### Task a
Decide whether each statement below agrees with the Renovate thread. For each, answer yes or no and quote the words of the thread that settle it. (i) The thread says repos can be skipped via API by adding a renovate.json with enabled=false. (ii) The command that was run sets RENOVATE_ONBOARDING to true. (iii) The GET request for renovate.json returned status code 404.

Closed jamietanna closed 5 months ago
if you want to skip repos via API, add a renovate.json with enabled=false
https://docs.renovatebot.com/self-hosted-configuration/#optimizefordisabled
Interesting - would this still require each repo to be "onboarded" with a renovate.json
, just with enabled: false
? Is there a way to get the Renovate Runner to default this behaviour, to avoid onboarding repos?
This behaviour could probably be tweaked to behave differently when onboarding=false and requireConfig=optional like you have it. As long as you are ok with using renovate.json as the file name
Nice, so when I run:
env RENOVATE_REQUIRE_CONFIG=required RENOVATE_ONBOARDING=false renovate --token $GITHUB_TOKEN --autodiscover-filter 'jamietanna/*' --autodiscover --optimize-for-disabled
I get:
DEBUG: GET https://api.github.com/repos/jamietanna/jamietanna/contents/renovate.json = (code=ERR_NON_2XX_3XX_RESPONSE, statusCode=404 retryCount=0, duration=285) (repository=jamietanna/jamietanna)
DEBUG: Resetting npmrc (repository=jamietanna/jamietanna)
DEBUG: detectSemanticCommits() (repository=jamietanna/jamietanna)
DEBUG: Initializing git repository into /tmp/renovate-cache-1667898864/repos/github/jamietanna/jamietanna (repository=jamietanna/jamietanna)
DEBUG: Performing blobless clone (repository=jamietanna/jamietanna)
DEBUG: git clone completed (repository=jamietanna/jamietanna)
"durationMs": 1369
DEBUG: latest repository commit (repository=jamietanna/jamietanna)
"latestCommit": {
"hash": "ffb5b962a9ce6518737fa3a3774ce08679ae7f3e",
"date": "2022-11-08T09:12:33+00:00",
"message": "Automagic update",
"refs": "HEAD -> main, origin/main, origin/HEAD",
"body": "",
"author_name": "README-bot",
"author_email": "actions@users.noreply.github.com"

### The data
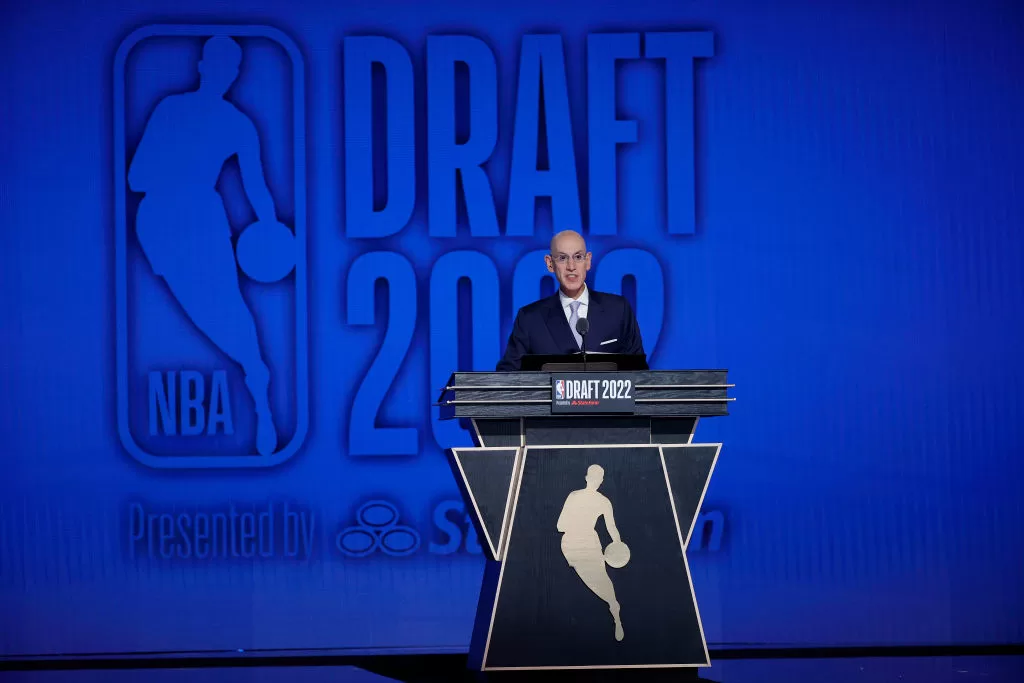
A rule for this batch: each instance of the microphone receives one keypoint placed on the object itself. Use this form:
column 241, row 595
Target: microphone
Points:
column 583, row 327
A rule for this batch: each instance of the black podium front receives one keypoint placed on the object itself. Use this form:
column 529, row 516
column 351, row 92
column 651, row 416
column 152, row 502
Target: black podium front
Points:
column 585, row 487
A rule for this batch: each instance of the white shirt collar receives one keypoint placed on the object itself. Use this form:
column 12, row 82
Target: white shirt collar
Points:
column 584, row 298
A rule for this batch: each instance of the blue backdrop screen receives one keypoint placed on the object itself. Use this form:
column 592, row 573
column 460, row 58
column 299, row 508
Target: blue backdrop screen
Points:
column 246, row 245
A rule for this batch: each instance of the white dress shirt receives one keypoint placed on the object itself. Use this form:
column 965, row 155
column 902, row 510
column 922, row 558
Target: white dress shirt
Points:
column 584, row 303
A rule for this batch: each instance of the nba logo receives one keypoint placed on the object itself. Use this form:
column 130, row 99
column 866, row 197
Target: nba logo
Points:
column 211, row 246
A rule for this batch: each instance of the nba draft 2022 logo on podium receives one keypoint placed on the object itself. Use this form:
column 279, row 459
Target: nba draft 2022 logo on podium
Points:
column 211, row 330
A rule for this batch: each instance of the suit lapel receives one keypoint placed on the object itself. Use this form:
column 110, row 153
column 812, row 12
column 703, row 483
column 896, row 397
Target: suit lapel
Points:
column 558, row 326
column 595, row 313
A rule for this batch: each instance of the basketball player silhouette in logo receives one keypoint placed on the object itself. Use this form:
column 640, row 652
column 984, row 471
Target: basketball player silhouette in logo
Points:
column 182, row 226
column 582, row 546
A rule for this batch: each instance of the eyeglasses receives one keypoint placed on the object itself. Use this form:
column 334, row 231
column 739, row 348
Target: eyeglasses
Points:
column 561, row 259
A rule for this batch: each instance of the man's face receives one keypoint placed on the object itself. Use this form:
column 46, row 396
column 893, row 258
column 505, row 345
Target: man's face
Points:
column 569, row 261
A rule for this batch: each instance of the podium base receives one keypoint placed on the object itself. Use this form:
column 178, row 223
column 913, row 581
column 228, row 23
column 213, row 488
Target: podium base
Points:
column 593, row 676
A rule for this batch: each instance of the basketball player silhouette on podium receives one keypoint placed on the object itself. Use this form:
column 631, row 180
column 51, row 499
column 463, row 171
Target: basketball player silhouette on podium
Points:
column 182, row 226
column 582, row 546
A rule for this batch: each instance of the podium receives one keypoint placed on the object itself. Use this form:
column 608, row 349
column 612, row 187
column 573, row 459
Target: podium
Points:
column 585, row 486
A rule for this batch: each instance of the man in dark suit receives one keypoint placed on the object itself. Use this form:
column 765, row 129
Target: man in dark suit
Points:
column 549, row 326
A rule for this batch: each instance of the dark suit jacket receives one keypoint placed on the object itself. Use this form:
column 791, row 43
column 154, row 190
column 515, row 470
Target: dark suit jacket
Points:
column 543, row 328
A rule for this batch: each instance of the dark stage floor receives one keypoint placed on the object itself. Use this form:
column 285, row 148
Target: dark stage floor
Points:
column 435, row 669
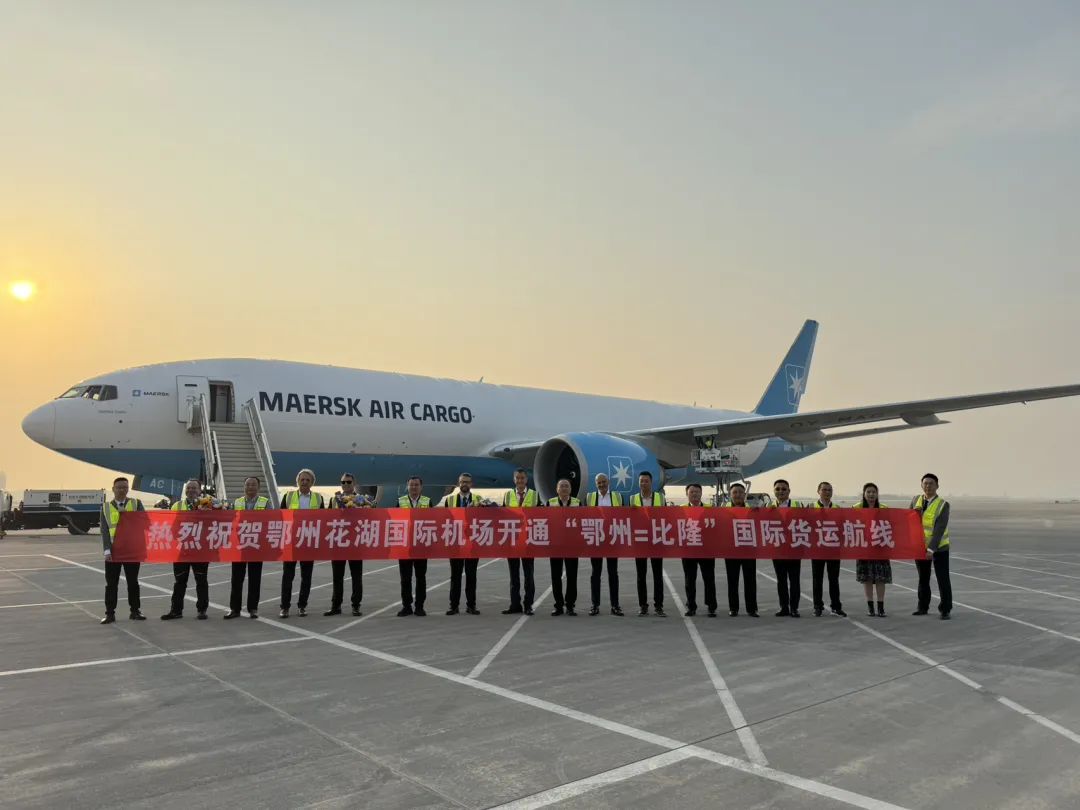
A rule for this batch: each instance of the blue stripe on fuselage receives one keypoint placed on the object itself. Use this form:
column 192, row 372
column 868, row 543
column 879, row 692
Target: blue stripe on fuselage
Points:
column 442, row 470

### Task b
Convert the lines of the listing into a numbered list, from the line with "A rule for this batch: each instance of the nba logo" to the line with "column 569, row 261", including both of those lines and leaving out any blank lines.

### Task solution a
(i) Yes: "if you want to skip repos via API, add a renovate.json with enabled=false"
(ii) No: "RENOVATE_ONBOARDING=false"
(iii) Yes: "statusCode=404"

### Task solution b
1. A rule for this batch: each instance of the nba logo receives one keypoint placed on the object itself. Use this form:
2. column 130, row 99
3. column 866, row 197
4. Target: nba logo
5. Points:
6. column 211, row 246
7. A rule for this batch: each instance of the nba draft 2022 logo on podium receives one keypoint placed on the object itself. Use this form:
8. column 279, row 459
9. Target: nba draft 2022 logo on podium
10. Points:
11. column 211, row 330
12. A rule for this batch: each instance of the suit lapel receives one keypoint placed on the object itself. Use this form:
13. column 110, row 153
14. column 812, row 12
15. column 703, row 483
16. column 896, row 397
17. Target: suit lapel
18. Points:
19. column 558, row 326
20. column 595, row 313
21. A rule for this batch: each instance of the basketball player silhouette in logo receives one keypoint placed on the object itself. Use this form:
22. column 640, row 652
23. column 984, row 471
24. Target: basketball player silhouette in logo
25. Points:
26. column 182, row 226
27. column 582, row 546
28. A rule for this batch: each instance of the eyeglasses receives one keypoint placed on the object itself. Use this form:
29. column 334, row 231
30. column 739, row 348
31. Target: eyeglasses
32. Points:
33. column 561, row 259
34. A rule for this batch: each instance of the man's face receives one keypoint placed on the object itself. Use this form:
35. column 46, row 396
36. column 893, row 258
37. column 505, row 345
38. Target: man's face
39. Points:
40. column 569, row 261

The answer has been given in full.